--- PASSAGE SHOWN ---

How could we forget injury mechanism and body area when considering the acute:chronic workload ratio relationship?
- On February 16, 2017
- ACWR, ACWR, injury, injury, injury, injury, injury, injury, injury, injury, injury, injury, mechanism, mechanism, medical, medical, monitoring, monitoring, prevention, prevention, sport, sport, training, training, workload, workload
Are we forgetting crucial information around mechanism and body area when defining injuries for analysis? A post-script discussion piece on a recent editorial by Hulin1 looking at the role of injury definitions in the workload & injury relationship.
WHAT INJURIES ARE YOU TRYING TO PREVENT?

--- RECORDED INFORMATION ---

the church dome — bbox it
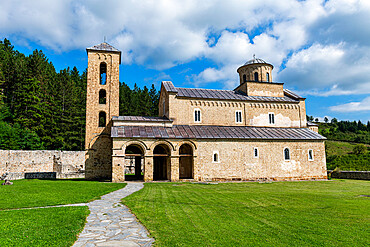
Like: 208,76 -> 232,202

---

- **PROBLEM 1**:
Answer these about the page on the acute:chronic workload ratio:
(a) On what date was it posted?
(b) Whose editorial is it a post-script discussion piece on?
(c) What role does that editorial look at?
- **PROBLEM 2**: From the page on the acute:chronic workload ratio, repeat the wording from "- On February" to "workload & injury relationship.".

- **YOUR SOLUTION 1**:
(a) February 16, 2017
(b) Hulin's
(c) The role of injury definitions in the workload & injury relationship

- **YOUR SOLUTION 2**:
- On February 16, 2017
- ACWR, ACWR, injury, injury, injury, injury, injury, injury, injury, injury, injury, injury, mechanism, mechanism, medical, medical, monitoring, monitoring, prevention, prevention, sport, sport, training, training, workload, workload
Are we forgetting crucial information around mechanism and body area when defining injuries for analysis? A post-script discussion piece on a recent editorial by Hulin1 looking at the role of injury definitions in the workload & injury relationship.